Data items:
-- Opening Marker --

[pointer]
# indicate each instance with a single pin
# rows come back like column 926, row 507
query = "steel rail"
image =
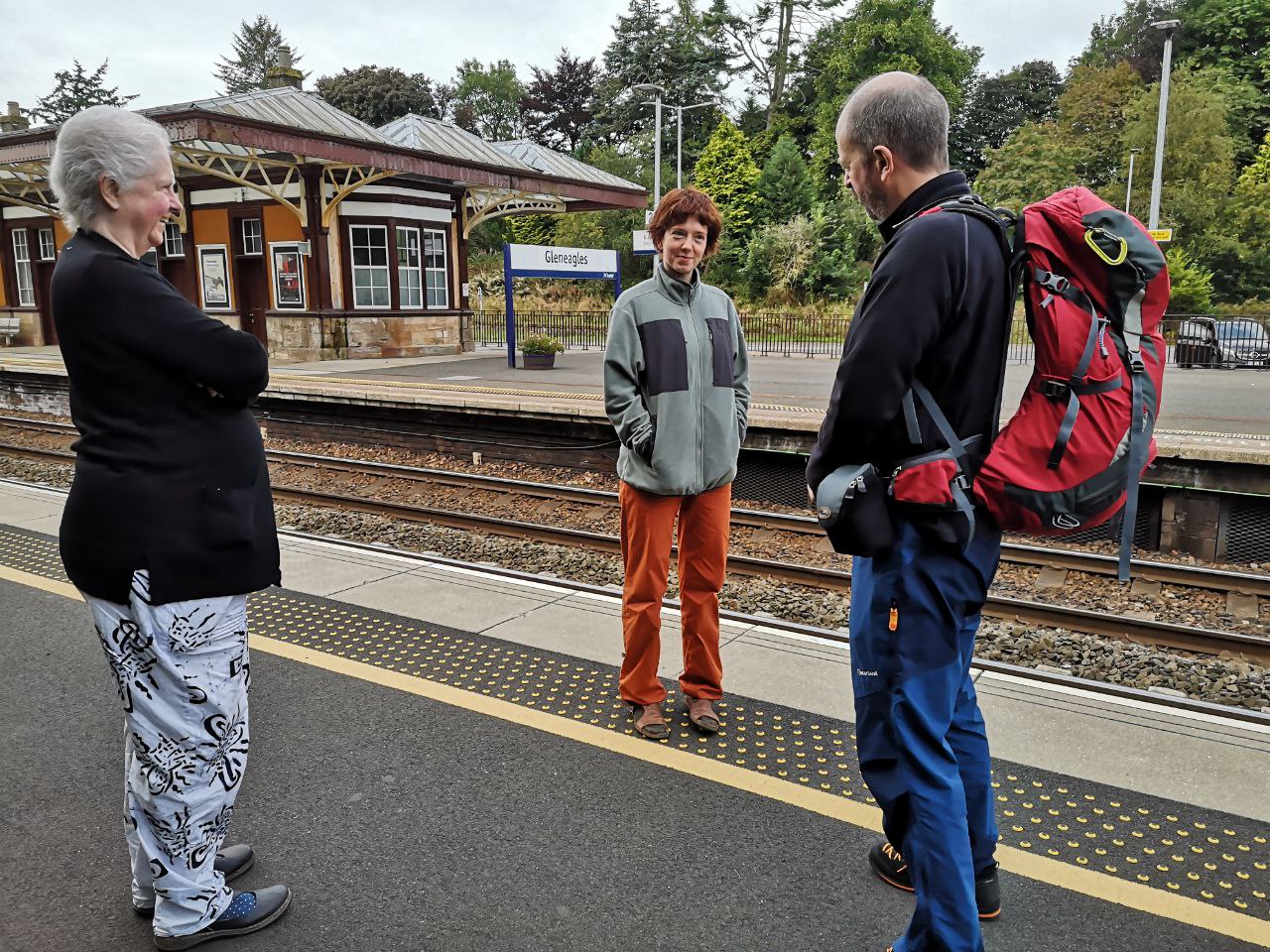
column 1012, row 552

-- Closing Marker --

▶ _EXERCISE GOAL_: Reproduce nothing but the lines that run from the line containing "# rows come back like column 926, row 507" through the last line of the records, inclusive. Omit the pictures.

▶ _COMPLETED TASK_:
# rows come back like column 926, row 507
query = "steel rail"
image =
column 1012, row 552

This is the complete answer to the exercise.